··· Data to process

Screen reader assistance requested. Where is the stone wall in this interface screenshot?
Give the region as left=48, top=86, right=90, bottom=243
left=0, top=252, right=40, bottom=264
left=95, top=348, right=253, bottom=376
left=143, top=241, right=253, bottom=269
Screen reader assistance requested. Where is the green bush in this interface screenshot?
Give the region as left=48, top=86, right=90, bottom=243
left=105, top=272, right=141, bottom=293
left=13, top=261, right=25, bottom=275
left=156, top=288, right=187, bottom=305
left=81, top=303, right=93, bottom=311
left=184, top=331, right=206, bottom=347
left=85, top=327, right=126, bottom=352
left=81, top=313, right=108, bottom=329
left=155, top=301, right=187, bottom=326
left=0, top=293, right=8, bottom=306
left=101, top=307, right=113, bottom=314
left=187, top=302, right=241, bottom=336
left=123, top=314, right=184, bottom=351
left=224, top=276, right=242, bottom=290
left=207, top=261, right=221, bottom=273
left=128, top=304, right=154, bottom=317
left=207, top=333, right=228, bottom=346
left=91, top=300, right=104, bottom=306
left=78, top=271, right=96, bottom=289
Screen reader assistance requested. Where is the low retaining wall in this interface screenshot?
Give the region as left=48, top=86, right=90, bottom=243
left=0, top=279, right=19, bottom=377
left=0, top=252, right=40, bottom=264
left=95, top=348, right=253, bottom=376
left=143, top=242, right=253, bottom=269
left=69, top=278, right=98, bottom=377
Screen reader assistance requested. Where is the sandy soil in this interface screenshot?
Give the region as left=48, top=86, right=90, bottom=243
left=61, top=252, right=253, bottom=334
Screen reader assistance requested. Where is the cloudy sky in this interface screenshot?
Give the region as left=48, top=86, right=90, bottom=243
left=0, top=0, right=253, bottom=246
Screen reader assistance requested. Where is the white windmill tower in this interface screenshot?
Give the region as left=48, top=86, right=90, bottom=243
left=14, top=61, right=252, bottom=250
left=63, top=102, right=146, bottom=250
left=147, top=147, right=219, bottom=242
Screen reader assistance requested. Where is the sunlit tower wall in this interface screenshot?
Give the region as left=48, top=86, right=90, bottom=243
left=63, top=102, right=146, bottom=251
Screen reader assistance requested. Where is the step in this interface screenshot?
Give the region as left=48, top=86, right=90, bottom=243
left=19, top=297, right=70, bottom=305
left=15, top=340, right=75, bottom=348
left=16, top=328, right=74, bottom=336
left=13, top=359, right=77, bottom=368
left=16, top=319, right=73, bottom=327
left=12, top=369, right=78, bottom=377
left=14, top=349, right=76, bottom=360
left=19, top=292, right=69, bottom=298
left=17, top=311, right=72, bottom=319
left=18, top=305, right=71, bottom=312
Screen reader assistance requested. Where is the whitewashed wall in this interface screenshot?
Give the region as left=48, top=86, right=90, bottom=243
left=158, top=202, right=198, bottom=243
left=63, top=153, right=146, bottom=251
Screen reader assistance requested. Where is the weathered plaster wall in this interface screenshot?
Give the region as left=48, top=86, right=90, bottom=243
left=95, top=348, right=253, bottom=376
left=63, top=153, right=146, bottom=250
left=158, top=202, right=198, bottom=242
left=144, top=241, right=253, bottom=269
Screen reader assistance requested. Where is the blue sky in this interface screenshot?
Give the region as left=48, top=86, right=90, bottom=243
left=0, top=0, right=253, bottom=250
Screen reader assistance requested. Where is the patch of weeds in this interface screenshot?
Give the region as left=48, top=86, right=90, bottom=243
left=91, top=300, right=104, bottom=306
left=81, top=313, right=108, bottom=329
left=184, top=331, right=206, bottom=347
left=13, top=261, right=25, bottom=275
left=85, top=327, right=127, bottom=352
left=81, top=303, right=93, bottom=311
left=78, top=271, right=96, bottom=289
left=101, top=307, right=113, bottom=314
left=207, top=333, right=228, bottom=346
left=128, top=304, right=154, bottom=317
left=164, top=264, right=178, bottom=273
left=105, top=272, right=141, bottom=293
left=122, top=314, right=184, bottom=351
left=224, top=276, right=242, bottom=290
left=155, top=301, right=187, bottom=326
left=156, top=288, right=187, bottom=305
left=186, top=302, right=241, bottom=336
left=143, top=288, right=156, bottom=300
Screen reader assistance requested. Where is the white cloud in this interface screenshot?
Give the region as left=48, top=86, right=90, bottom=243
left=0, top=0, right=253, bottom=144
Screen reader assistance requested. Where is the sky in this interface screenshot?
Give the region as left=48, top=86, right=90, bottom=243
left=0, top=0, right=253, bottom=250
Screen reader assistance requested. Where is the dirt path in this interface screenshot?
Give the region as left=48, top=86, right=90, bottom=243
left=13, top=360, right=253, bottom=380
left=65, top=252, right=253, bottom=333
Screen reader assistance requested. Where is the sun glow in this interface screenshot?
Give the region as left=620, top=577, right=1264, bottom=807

······

◆ Given problem ◆
Copy all of the data above line for line, keeping every word and number unchanged.

◆ Problem solution ◆
Screen reader assistance requested. Where is the stone wall in this interface screenshot?
Give the region as left=48, top=86, right=90, bottom=243
left=0, top=252, right=40, bottom=264
left=95, top=348, right=253, bottom=376
left=143, top=241, right=253, bottom=269
Screen reader assistance requested. Where is the green bush in this interface screenshot?
Give the region as left=48, top=86, right=90, bottom=243
left=105, top=272, right=141, bottom=293
left=13, top=261, right=25, bottom=275
left=156, top=288, right=187, bottom=305
left=81, top=303, right=93, bottom=311
left=184, top=331, right=206, bottom=347
left=85, top=327, right=126, bottom=352
left=81, top=313, right=108, bottom=329
left=155, top=301, right=187, bottom=326
left=0, top=293, right=8, bottom=306
left=101, top=307, right=113, bottom=314
left=187, top=302, right=241, bottom=336
left=123, top=314, right=184, bottom=351
left=224, top=276, right=242, bottom=290
left=207, top=261, right=221, bottom=273
left=128, top=304, right=154, bottom=317
left=207, top=333, right=228, bottom=346
left=91, top=300, right=104, bottom=306
left=78, top=271, right=96, bottom=289
Screen reader assistance requested. Where is the low retaining wall in this interface screenshot?
Give the region as left=48, top=86, right=90, bottom=243
left=0, top=279, right=19, bottom=377
left=0, top=252, right=40, bottom=264
left=95, top=348, right=253, bottom=376
left=143, top=242, right=253, bottom=269
left=69, top=278, right=98, bottom=377
Screen reader assistance requested. Where is the sandy soil in this interface screenshot?
Give the region as left=48, top=86, right=90, bottom=243
left=61, top=252, right=253, bottom=334
Screen reader assistance requested. Where is the cloudy sky in this interface screenshot?
Give the region as left=48, top=86, right=90, bottom=243
left=0, top=0, right=253, bottom=246
Screen reader assistance requested. Where is the white windmill tower in this interface screenshot?
Give the region as left=48, top=86, right=90, bottom=243
left=14, top=61, right=252, bottom=250
left=63, top=102, right=146, bottom=250
left=147, top=147, right=219, bottom=242
Screen reader assistance requested. Where is the sunlit tower wall in this interface screenshot?
Give the region as left=48, top=86, right=90, bottom=243
left=63, top=102, right=146, bottom=251
Screen reader assistance requested. Where is the step in this interface screenshot?
Give the region as left=48, top=86, right=90, bottom=243
left=19, top=297, right=70, bottom=305
left=15, top=340, right=75, bottom=348
left=16, top=328, right=74, bottom=336
left=13, top=359, right=77, bottom=368
left=16, top=319, right=73, bottom=327
left=12, top=369, right=78, bottom=377
left=14, top=349, right=76, bottom=360
left=19, top=292, right=69, bottom=298
left=17, top=311, right=72, bottom=319
left=18, top=305, right=71, bottom=312
Screen reader assistance requested. Where is the whitewashed wall in this interface screenshot?
Give the region as left=48, top=86, right=90, bottom=243
left=158, top=202, right=198, bottom=243
left=63, top=153, right=146, bottom=251
Screen reader assistance requested. Where is the weathered plaster wall in this interface screenshot?
Give the region as left=48, top=86, right=90, bottom=243
left=95, top=348, right=253, bottom=376
left=63, top=153, right=146, bottom=250
left=158, top=202, right=198, bottom=242
left=144, top=241, right=253, bottom=269
Screen reader assistance requested. Where is the blue sky in this interface screenshot?
Give the region as left=48, top=86, right=90, bottom=243
left=0, top=0, right=253, bottom=250
Screen reader assistance requested. Where is the patch of weeds in this interface screenshot?
Give the region as left=48, top=86, right=90, bottom=243
left=91, top=300, right=104, bottom=306
left=81, top=313, right=108, bottom=329
left=184, top=331, right=206, bottom=347
left=13, top=261, right=25, bottom=275
left=85, top=327, right=127, bottom=352
left=81, top=303, right=93, bottom=311
left=78, top=271, right=96, bottom=289
left=101, top=307, right=113, bottom=314
left=207, top=333, right=228, bottom=346
left=128, top=304, right=154, bottom=317
left=164, top=264, right=178, bottom=273
left=105, top=272, right=141, bottom=293
left=122, top=314, right=184, bottom=351
left=224, top=276, right=242, bottom=290
left=155, top=301, right=187, bottom=326
left=156, top=288, right=187, bottom=305
left=186, top=302, right=241, bottom=336
left=143, top=288, right=156, bottom=300
Screen reader assistance requested. Where is the white cloud in this interface screenshot?
Give the region as left=48, top=86, right=90, bottom=243
left=0, top=0, right=253, bottom=144
Screen reader assistance requested. Where is the sky in this interface screenshot?
Give the region as left=48, top=86, right=90, bottom=243
left=0, top=0, right=253, bottom=250
Screen reader assistance requested. Where is the dirt path in this interface screenshot?
Give the region as left=48, top=86, right=90, bottom=243
left=13, top=360, right=253, bottom=380
left=65, top=252, right=253, bottom=333
Screen reader assistance requested. Where is the sun glow in this interface screenshot?
Give the region as left=620, top=577, right=1264, bottom=807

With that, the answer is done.